▸ **Task objective**
List every line of the records that contains the word "fruit", treating uppercase and lowercase letters as different.

▸ **Records shown**
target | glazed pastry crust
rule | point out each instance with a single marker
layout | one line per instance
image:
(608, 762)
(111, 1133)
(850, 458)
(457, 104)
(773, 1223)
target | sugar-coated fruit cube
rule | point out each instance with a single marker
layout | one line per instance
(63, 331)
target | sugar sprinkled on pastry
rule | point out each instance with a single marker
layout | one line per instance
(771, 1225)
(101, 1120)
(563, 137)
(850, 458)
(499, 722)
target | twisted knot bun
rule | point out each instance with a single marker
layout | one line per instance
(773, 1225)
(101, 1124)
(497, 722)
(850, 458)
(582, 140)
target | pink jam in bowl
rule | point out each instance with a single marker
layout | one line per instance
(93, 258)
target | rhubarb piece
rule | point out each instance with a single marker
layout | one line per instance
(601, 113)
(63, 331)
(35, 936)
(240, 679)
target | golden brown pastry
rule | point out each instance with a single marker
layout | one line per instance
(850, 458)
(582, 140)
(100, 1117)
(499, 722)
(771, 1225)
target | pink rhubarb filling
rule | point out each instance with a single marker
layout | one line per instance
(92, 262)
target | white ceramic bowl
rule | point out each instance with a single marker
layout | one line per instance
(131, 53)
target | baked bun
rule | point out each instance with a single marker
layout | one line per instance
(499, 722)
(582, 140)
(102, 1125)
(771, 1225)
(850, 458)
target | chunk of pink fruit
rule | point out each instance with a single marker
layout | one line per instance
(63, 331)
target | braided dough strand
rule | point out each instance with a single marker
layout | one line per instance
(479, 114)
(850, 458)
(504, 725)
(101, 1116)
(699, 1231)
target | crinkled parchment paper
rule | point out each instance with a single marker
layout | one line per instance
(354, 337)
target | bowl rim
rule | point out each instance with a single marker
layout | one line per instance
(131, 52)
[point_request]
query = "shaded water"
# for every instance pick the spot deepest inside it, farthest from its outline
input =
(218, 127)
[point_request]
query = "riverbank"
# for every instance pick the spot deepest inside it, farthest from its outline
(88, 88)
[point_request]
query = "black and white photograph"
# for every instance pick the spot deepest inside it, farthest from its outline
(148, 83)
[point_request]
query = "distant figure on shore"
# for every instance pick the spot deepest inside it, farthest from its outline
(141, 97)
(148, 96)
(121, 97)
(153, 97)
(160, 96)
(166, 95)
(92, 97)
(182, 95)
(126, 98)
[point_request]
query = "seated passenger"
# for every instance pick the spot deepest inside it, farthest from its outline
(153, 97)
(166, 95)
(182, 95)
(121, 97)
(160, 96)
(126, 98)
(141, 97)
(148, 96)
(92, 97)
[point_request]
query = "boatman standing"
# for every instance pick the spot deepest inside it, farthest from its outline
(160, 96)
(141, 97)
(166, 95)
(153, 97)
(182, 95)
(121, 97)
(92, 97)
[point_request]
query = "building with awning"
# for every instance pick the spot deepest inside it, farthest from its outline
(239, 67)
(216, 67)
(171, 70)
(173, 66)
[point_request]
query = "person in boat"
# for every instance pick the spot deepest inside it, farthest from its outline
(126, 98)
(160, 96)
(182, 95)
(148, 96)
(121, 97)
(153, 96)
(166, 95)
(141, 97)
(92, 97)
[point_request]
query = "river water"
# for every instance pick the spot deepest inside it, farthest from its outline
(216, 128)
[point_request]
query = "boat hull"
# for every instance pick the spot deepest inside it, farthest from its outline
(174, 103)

▸ **Written reply**
target | sugar-coated fruit cube
target | chunk of pink fruit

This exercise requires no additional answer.